→ WHAT IS EXPECTED: Collect every line below that contains the string "window", and copy each one in full.

→ MATERIAL:

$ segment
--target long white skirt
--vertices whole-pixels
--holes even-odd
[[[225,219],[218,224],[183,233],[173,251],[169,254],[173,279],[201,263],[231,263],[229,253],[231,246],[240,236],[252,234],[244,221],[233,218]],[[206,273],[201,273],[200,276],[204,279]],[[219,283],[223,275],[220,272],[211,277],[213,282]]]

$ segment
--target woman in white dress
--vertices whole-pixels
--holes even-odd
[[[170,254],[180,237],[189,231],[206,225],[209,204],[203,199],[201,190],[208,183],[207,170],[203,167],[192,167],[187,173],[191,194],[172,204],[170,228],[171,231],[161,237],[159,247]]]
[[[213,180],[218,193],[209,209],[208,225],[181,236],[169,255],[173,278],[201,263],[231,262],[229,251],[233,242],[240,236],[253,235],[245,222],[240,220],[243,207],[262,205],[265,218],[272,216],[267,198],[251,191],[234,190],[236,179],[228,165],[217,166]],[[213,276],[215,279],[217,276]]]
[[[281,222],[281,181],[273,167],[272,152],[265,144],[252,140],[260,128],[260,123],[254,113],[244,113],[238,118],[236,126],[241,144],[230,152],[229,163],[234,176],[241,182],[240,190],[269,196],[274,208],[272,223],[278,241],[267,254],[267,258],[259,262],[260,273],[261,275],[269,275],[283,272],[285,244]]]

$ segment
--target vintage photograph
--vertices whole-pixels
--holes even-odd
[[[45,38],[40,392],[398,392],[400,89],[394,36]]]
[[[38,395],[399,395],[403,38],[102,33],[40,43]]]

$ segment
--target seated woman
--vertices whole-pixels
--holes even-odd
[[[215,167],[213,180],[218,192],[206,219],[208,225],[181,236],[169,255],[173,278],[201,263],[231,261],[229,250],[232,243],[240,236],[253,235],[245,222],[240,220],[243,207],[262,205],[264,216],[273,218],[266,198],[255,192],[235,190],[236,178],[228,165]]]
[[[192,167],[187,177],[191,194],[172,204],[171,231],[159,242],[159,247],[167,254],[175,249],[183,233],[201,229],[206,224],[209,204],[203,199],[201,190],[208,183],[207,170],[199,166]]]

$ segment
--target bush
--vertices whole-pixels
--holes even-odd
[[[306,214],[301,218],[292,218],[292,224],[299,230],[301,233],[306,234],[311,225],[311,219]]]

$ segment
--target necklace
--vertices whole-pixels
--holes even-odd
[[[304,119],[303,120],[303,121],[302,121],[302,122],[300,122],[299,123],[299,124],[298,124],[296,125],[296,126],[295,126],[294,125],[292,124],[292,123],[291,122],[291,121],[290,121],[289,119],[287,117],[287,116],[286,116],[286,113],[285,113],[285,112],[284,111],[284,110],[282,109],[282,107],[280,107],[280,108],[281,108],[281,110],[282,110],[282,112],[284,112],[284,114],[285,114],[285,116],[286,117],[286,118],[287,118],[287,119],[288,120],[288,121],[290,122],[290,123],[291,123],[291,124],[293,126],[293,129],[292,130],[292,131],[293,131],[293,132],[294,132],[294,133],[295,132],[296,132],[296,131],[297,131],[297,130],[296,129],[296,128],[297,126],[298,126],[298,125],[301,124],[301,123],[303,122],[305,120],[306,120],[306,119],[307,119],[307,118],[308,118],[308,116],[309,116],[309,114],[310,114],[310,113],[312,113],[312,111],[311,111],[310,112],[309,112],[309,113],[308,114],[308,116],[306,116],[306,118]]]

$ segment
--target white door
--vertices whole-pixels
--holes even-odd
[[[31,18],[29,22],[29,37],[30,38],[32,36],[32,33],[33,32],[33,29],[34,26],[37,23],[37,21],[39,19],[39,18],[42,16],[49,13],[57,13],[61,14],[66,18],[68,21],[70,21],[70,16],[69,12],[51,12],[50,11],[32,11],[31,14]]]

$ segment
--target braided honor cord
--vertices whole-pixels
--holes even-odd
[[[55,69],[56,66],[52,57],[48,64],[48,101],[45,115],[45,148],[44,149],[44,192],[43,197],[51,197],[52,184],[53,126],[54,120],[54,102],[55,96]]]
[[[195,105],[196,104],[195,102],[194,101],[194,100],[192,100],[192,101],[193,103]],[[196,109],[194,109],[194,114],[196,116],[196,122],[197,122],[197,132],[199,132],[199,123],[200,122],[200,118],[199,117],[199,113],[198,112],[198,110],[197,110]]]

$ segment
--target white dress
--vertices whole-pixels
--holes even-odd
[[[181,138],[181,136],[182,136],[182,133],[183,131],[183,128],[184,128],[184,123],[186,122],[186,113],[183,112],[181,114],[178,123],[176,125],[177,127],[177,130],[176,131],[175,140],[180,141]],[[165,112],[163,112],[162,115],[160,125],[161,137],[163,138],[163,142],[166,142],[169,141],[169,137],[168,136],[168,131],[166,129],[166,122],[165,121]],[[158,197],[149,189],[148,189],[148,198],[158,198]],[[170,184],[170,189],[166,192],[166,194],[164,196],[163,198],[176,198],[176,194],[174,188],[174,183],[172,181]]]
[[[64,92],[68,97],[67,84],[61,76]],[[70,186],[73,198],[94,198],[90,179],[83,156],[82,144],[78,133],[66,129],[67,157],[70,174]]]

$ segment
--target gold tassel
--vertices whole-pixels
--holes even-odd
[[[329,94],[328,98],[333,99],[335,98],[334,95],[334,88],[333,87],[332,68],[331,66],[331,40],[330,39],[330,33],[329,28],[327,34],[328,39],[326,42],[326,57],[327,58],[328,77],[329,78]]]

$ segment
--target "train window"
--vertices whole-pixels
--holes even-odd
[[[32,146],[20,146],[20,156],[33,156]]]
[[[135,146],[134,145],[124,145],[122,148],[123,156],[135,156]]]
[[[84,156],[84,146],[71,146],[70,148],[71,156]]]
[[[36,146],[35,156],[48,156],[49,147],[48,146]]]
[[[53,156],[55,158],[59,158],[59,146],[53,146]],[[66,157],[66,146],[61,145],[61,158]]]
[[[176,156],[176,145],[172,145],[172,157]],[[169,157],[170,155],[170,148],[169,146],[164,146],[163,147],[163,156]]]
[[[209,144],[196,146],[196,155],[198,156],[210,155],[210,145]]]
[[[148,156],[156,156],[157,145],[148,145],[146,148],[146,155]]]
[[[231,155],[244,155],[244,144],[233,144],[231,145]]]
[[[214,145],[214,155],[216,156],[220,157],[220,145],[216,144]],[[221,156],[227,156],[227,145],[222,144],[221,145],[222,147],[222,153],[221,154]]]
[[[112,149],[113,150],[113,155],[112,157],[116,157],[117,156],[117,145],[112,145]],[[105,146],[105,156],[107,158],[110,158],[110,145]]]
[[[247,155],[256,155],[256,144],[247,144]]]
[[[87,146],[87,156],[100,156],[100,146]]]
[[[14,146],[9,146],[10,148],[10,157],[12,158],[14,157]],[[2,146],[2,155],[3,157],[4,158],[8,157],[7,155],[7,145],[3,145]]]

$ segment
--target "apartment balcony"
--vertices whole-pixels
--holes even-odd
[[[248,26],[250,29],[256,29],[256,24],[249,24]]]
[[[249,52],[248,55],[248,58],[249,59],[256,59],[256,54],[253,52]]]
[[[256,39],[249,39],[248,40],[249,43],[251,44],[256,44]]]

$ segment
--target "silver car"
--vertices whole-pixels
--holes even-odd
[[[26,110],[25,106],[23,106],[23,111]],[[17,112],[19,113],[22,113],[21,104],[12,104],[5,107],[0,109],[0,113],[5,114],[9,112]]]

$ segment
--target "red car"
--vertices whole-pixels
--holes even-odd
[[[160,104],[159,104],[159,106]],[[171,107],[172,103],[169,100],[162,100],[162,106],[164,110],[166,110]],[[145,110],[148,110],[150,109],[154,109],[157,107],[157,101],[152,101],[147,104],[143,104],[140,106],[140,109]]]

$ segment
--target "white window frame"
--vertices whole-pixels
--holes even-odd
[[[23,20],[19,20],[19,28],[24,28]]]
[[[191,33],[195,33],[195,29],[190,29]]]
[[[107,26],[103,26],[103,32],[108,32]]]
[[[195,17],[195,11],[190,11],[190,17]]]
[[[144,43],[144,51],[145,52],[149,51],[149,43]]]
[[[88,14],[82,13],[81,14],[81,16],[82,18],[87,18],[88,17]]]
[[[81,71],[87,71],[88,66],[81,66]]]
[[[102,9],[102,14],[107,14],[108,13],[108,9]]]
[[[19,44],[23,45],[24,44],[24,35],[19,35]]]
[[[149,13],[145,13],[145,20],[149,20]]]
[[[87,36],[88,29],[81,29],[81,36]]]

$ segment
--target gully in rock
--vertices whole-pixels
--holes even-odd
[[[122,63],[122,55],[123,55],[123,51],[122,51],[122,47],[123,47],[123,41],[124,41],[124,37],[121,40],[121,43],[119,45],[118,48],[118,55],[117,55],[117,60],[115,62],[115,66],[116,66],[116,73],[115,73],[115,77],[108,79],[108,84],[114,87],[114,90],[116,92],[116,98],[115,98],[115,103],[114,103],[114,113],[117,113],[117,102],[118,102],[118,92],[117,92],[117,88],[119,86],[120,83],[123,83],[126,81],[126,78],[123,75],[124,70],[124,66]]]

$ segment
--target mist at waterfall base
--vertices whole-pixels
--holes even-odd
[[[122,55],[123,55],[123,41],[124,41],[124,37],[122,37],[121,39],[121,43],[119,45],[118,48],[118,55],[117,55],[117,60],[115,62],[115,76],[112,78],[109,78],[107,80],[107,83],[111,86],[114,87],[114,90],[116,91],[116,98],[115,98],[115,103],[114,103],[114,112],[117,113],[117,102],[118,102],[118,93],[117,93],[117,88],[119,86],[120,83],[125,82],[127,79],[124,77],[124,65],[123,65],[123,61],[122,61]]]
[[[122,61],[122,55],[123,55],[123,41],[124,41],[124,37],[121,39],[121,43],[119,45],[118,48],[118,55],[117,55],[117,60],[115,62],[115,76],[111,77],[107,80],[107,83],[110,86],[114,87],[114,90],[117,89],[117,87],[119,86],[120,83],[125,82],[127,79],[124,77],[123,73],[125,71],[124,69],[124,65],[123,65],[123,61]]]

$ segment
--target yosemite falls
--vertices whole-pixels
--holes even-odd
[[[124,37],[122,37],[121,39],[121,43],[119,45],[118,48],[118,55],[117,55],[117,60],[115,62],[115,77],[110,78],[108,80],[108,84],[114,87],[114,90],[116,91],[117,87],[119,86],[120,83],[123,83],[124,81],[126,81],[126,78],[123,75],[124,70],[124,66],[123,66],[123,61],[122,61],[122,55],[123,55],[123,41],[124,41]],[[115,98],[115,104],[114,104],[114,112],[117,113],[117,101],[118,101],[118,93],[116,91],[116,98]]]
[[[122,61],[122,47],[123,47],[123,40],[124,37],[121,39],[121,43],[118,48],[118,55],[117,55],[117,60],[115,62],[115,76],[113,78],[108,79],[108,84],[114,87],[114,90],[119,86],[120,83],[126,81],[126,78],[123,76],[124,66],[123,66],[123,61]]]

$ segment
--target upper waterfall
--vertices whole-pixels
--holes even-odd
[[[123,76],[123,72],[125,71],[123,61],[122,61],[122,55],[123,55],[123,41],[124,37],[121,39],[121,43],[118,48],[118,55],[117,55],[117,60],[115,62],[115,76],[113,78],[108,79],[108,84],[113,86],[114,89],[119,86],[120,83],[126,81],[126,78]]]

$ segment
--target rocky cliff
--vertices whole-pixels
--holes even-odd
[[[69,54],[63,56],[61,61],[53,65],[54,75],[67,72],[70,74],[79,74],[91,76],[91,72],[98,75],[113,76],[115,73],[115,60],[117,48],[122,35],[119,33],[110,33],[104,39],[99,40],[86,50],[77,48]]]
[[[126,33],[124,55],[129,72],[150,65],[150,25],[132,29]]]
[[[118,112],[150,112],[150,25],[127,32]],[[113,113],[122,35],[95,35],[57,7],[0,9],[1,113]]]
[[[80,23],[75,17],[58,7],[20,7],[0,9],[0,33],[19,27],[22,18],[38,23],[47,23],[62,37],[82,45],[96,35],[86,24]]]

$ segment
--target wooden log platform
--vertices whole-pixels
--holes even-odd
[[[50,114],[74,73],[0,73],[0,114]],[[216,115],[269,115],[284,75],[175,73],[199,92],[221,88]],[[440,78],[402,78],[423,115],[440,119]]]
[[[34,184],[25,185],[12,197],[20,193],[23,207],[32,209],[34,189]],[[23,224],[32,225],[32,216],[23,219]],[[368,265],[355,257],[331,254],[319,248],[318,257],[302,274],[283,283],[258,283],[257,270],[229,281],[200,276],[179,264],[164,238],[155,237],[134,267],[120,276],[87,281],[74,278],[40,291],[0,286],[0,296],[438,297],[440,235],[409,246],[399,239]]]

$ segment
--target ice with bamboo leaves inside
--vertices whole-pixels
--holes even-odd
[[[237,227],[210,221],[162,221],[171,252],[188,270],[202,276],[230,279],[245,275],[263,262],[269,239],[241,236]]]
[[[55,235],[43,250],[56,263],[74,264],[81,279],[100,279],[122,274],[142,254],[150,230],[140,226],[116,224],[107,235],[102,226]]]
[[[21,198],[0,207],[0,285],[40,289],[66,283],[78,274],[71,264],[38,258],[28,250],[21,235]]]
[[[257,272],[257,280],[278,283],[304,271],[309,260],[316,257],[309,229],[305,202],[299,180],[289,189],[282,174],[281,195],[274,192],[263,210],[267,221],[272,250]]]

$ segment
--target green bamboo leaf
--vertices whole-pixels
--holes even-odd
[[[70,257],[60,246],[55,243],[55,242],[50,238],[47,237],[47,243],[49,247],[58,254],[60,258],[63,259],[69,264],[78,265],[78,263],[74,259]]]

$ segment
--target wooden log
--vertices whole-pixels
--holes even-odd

→ FULL RESPONSE:
--target "train window"
--target "white window frame"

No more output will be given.